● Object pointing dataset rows
** begin **

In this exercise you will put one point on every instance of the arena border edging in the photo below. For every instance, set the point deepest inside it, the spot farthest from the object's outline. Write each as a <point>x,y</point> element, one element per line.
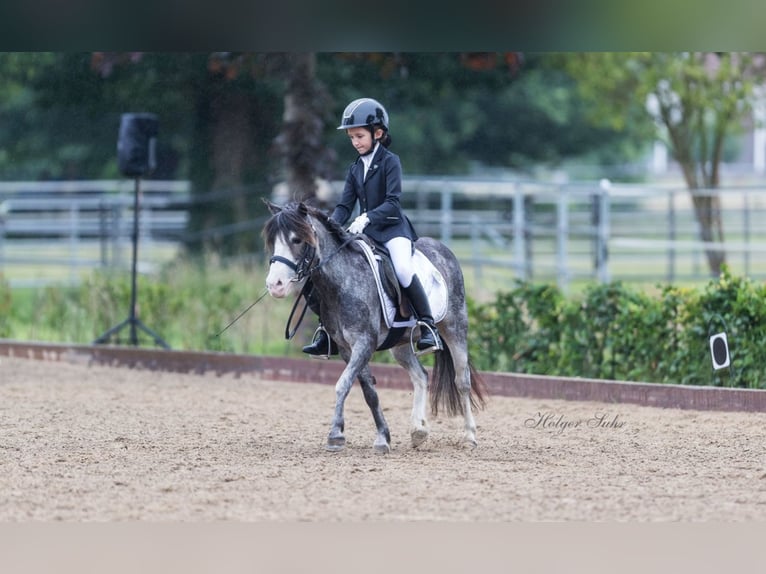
<point>392,376</point>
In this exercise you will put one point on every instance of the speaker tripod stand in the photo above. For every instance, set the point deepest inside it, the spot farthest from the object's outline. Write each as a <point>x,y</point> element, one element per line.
<point>132,320</point>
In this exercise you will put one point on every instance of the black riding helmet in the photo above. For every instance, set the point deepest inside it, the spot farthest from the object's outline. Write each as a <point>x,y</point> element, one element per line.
<point>364,113</point>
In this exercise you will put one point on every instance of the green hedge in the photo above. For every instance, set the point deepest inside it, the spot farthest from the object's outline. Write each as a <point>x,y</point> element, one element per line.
<point>613,331</point>
<point>610,331</point>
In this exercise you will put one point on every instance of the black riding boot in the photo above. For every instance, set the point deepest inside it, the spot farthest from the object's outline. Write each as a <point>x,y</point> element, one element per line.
<point>322,345</point>
<point>429,336</point>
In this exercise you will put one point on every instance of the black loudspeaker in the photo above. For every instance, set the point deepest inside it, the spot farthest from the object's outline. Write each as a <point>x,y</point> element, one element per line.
<point>136,144</point>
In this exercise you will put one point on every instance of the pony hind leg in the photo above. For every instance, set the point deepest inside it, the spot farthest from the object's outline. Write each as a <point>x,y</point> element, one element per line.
<point>382,442</point>
<point>419,378</point>
<point>454,389</point>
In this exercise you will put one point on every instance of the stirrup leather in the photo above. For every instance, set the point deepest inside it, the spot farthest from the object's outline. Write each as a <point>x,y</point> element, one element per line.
<point>434,333</point>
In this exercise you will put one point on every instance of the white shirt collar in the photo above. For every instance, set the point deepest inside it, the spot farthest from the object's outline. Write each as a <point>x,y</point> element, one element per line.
<point>367,159</point>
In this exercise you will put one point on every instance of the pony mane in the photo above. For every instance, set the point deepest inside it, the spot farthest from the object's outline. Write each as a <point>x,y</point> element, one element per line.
<point>292,218</point>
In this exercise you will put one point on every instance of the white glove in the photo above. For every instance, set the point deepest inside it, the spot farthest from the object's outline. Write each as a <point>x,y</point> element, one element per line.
<point>359,224</point>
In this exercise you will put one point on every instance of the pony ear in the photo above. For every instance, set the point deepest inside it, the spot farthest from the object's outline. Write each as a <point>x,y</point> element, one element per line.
<point>273,207</point>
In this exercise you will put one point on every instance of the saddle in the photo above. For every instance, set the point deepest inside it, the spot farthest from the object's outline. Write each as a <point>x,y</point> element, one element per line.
<point>396,309</point>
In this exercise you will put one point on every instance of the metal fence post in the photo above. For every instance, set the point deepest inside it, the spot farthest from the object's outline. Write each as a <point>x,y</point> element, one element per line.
<point>562,237</point>
<point>519,217</point>
<point>446,218</point>
<point>602,232</point>
<point>671,236</point>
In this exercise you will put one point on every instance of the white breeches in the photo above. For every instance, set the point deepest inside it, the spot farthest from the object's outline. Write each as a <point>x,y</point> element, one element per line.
<point>400,249</point>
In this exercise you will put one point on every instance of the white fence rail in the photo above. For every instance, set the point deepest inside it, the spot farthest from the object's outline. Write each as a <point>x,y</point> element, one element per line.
<point>56,231</point>
<point>500,229</point>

** end **

Return, unchanged, each line from the line containing "the white breeches" through the last line of the material.

● TASK RESPONSE
In this exercise you will put one point on every instance of the white breeches in the photo above. For every instance, set the point deepest inside it, the spot farthest from the object's outline. Write each as a <point>x,y</point> element, one element per line.
<point>400,249</point>
In this exercise you will put one point on every instance of the white fence rail in the photo above. For every instance, set the point deepest inside it, the spot farthest from the object's outline. Write each as a <point>x,y</point> element, one element per line.
<point>56,231</point>
<point>500,229</point>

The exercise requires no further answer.